Stored data entries
========================================================================
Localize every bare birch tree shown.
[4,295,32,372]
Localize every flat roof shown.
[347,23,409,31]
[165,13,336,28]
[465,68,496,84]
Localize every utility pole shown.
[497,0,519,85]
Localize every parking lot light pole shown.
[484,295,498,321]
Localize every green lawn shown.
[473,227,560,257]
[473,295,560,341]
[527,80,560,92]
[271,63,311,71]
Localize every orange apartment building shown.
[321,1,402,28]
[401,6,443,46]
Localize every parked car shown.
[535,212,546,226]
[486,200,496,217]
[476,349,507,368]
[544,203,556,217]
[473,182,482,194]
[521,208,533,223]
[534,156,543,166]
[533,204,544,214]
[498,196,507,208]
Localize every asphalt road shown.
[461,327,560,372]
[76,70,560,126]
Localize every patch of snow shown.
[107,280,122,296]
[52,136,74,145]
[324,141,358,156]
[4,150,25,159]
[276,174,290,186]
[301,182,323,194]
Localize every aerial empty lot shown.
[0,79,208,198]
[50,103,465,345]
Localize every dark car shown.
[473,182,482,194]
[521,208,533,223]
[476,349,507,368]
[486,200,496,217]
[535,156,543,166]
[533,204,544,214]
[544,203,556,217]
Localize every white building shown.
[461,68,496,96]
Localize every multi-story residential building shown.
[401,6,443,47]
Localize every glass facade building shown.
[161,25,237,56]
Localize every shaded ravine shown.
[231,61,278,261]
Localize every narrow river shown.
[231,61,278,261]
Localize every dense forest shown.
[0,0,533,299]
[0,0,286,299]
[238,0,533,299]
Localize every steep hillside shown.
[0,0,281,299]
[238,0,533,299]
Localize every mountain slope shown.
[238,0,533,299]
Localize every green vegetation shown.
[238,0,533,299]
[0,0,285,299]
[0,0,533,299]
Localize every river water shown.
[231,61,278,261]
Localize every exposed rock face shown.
========================================================================
TASK REQUIREMENTS
Copy out in full each row that contains the string "building". The match is case-sensitive.

FULL OUTPUT
Localize every orange apartment building shown.
Localize every white building shown.
Localize every multi-story residential building shown.
Localize every glass facade building shown.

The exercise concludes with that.